§ Records for the exercise:

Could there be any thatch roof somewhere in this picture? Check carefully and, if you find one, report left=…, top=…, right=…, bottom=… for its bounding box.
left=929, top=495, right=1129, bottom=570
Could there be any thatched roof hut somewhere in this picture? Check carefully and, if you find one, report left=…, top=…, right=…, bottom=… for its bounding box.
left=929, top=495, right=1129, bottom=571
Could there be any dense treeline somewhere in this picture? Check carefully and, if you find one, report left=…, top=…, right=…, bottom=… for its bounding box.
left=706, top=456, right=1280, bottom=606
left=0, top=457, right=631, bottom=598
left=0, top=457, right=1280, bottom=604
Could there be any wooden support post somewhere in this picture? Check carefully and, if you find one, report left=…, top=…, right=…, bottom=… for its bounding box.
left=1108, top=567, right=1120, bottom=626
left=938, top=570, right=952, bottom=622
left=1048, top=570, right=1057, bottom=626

§ Exercise prompt:
Quote every line of the material from the line containing "Could there be any dense" through the end, inclusive.

§ Problem solution:
Could there be any dense treeline somewhere in this picture? Check carefully and, if you find one, report left=…, top=…, right=…, bottom=… for its bounding box.
left=706, top=456, right=1280, bottom=606
left=0, top=457, right=631, bottom=598
left=0, top=457, right=1280, bottom=604
Could there be any wooden support post somewhere in this picture? Check carefully and, if you find one, report left=…, top=…, right=…, bottom=… for its bounding box.
left=1108, top=567, right=1120, bottom=626
left=938, top=570, right=952, bottom=622
left=1048, top=570, right=1057, bottom=626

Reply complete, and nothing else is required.